Records of labeled boxes:
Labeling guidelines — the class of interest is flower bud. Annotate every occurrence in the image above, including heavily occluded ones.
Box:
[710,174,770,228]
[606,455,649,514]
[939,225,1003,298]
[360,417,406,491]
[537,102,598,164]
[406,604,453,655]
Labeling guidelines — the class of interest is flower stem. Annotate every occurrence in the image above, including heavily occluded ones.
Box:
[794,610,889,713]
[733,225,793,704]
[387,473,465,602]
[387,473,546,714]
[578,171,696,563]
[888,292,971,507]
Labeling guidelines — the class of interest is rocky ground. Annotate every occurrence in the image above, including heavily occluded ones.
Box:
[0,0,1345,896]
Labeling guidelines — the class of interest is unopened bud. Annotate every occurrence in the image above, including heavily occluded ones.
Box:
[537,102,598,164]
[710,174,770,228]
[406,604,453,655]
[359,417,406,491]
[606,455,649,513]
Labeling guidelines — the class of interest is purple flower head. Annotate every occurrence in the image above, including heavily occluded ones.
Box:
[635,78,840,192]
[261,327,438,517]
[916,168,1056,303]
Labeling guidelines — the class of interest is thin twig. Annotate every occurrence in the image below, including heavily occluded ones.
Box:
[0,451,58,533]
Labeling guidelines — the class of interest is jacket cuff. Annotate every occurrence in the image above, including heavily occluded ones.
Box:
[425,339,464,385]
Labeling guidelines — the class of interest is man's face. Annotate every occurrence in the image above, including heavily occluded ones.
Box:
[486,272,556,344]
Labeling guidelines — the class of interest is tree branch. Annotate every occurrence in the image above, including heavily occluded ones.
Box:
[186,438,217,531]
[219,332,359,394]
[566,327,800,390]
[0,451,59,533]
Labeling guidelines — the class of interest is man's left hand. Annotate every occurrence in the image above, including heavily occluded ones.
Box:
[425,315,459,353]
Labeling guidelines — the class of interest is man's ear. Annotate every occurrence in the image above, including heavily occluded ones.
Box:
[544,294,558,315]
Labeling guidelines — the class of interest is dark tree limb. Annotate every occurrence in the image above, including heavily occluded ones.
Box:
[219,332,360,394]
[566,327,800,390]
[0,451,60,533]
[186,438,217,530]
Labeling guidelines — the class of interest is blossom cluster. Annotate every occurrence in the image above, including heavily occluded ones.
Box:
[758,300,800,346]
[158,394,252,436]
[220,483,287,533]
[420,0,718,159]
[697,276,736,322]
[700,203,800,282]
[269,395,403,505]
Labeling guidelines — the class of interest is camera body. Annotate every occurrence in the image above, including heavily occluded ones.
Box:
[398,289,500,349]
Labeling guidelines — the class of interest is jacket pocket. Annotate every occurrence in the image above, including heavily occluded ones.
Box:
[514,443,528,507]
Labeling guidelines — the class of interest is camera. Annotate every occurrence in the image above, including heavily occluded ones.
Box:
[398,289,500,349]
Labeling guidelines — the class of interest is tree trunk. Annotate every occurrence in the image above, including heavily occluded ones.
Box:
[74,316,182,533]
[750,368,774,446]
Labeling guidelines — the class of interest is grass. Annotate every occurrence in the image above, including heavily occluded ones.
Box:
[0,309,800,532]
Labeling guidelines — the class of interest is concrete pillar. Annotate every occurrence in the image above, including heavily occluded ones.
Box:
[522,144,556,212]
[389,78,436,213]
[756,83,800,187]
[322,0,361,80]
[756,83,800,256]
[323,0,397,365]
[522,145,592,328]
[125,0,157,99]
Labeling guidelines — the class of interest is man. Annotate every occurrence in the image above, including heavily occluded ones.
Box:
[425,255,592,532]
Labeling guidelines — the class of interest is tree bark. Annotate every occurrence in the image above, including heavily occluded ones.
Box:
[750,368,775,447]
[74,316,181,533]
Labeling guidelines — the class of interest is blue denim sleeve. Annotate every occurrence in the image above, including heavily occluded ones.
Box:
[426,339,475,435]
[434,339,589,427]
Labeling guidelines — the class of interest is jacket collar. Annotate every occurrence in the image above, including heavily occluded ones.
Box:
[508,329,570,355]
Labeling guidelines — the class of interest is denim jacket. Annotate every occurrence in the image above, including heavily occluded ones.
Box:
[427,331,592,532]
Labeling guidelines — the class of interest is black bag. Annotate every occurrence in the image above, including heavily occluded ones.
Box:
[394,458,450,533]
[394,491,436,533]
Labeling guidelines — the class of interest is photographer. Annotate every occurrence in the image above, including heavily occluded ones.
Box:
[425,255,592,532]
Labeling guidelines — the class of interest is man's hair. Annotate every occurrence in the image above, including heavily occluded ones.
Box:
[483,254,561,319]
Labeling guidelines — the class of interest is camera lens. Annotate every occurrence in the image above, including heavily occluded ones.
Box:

Your objective >> Put each line of the records above into a numbered list, leaving out any blank lines.

Completed task >>
1. Labeling guidelines — the class of interest is flower bud. Annotate every occurrence in the image above, including heavily occluded ones.
2. Box:
3. [710,174,770,228]
4. [606,455,649,514]
5. [939,225,1003,298]
6. [360,417,406,491]
7. [537,102,598,164]
8. [406,604,453,655]
9. Labeling guidelines — the class of interest is flower stem. Annotate every occurrence in the image above, including heavily occluded ones.
10. Box:
11. [794,610,889,713]
12. [733,225,793,704]
13. [387,473,465,602]
14. [387,473,546,714]
15. [578,171,696,563]
16. [888,292,971,507]
17. Labeling guidelines — the class of interest is rocky ground. Annotate every occurrence in the image above, including heavily occluded ones.
18. Box:
19. [0,0,1345,896]
20. Labeling guidelines — the class of interest is unopened bud. Annotate every occurrence in the image above, including heavily occluded ones.
21. Box:
22. [537,102,598,164]
23. [710,174,770,228]
24. [406,604,453,655]
25. [359,417,406,491]
26. [606,455,649,513]
27. Labeling guidelines — the class of interest is purple flower head. Annotate every occurrence in the image above, including heavily occluded ones.
28. Box:
29. [635,78,840,192]
30. [261,327,438,517]
31. [916,168,1056,303]
32. Labeling guidelines — the class of interest is thin twig. Annotate every occurrence in the image below, including heavily occluded ones.
33. Box:
34. [0,451,58,533]
35. Labeling guidelines — the class of interest is jacket cuff. Annotate every occurrence in the image above, including heavily occluded ones.
36. Box:
37. [425,339,464,385]
38. Labeling guidelines — the class of interest is man's face. Annotate every occurrence in the image above, including heavily occluded ones.
39. Box:
40. [486,272,556,344]
41. Labeling guidelines — the class of interest is tree branch. Annotate every occurrence in the image above, including heavily occluded ones.
42. Box:
43. [186,438,217,531]
44. [219,332,359,394]
45. [566,327,800,390]
46. [0,451,59,533]
47. Labeling guidelines — the class of interest is man's left hand. Annotate every occurrence in the image above, including heavily occluded ones.
48. Box:
49. [425,315,459,353]
50. Labeling guidelines — the class of interest is man's ear. Annotate every occurrence in the image above, including heavily occluded ones.
51. Box:
52. [544,294,558,315]
53. Labeling guidelines — the class of interest is dark tree limb. Annotate every occurrence in the image above, including heavily occluded ones.
54. Box:
55. [219,332,360,394]
56. [566,327,800,390]
57. [0,451,60,533]
58. [186,438,217,530]
59. Labeling guidelines — the class of interest is blossom cluster. Annotate every occurrence in the image above, including heavily occluded ones.
60. Box:
61. [758,300,800,346]
62. [158,394,252,436]
63. [220,483,287,533]
64. [420,0,718,159]
65. [697,276,736,322]
66. [700,203,800,282]
67. [269,395,403,505]
68. Labeling guidelines — the class of interest is camera body. Annotate every occurrence in the image above, including heavily occluded ones.
69. Box:
70. [398,289,500,349]
71. Labeling guidelines — the class of interest is jacket pocket. Annotate every occurrence in the image above, including heavily occluded ones.
72. Box:
73. [514,443,528,507]
74. Labeling guidelines — the class of interest is camera. Annotate every occurrence in the image above, including heavily occluded ones.
75. Box:
76. [398,289,500,349]
77. Labeling guidelines — the class of interest is tree trunk. Annotate every occurrence in the image above, including heavily occluded ones.
78. Box:
79. [74,316,182,533]
80. [750,368,774,446]
81. Labeling guidelines — the class of interest is grass. Annotate every occurrence in the image above, including heavily occluded ones.
82. Box:
83. [0,309,800,532]
84. Labeling guidelines — the class of interest is concrete pillar. Annotate every occurrence in the image above, including heavily occluded ones.
85. Box:
86. [522,144,556,212]
87. [389,78,436,213]
88. [756,83,800,187]
89. [322,0,361,80]
90. [756,83,800,256]
91. [323,0,397,365]
92. [522,145,592,328]
93. [125,0,157,99]
94. Labeling guidelines — the class of interest is man. Annotate every occurrence in the image above, including heavily occluded ones.
95. Box:
96. [425,255,592,532]
97. Labeling guidelines — the class of interest is tree bark. Annotate every occurrence in the image above, including heavily occluded ones.
98. Box:
99. [750,368,775,447]
100. [74,316,181,533]
101. Labeling guidelines — the class of interest is blue denim sleeve. Annotate every occurrence in the image above, including heavily occluded ones.
102. Box:
103. [426,339,475,435]
104. [434,339,589,427]
105. Labeling guidelines — the class of interest is jacket collar. Annotate every occurrence in the image above, including heavily occluded ones.
106. Box:
107. [508,329,570,355]
108. Labeling guidelines — the class of interest is denim jacket. Annotate every occurrence in the image above, including heavily occluded ones.
109. Box:
110. [427,331,592,532]
111. Labeling guidelines — the class of interest is black bag. Annotate every occurrence in the image above, including heavily occluded ones.
112. Box:
113. [394,458,450,533]
114. [394,491,436,533]
115. Labeling guidelines — the class of interest is photographer. Annotate every occurrence in the image above, including heavily occluded ones.
116. Box:
117. [425,255,592,532]
118. Labeling guidelines — the class of interest is man's hair. Annotate every occurrence in the image above, including heavily occluded ones.
119. Box:
120. [483,254,561,319]
121. Labeling guidelines — the class of interest is camera lens. Annotate every occurrence in the image above, including heavily occluded ones.
122. Box:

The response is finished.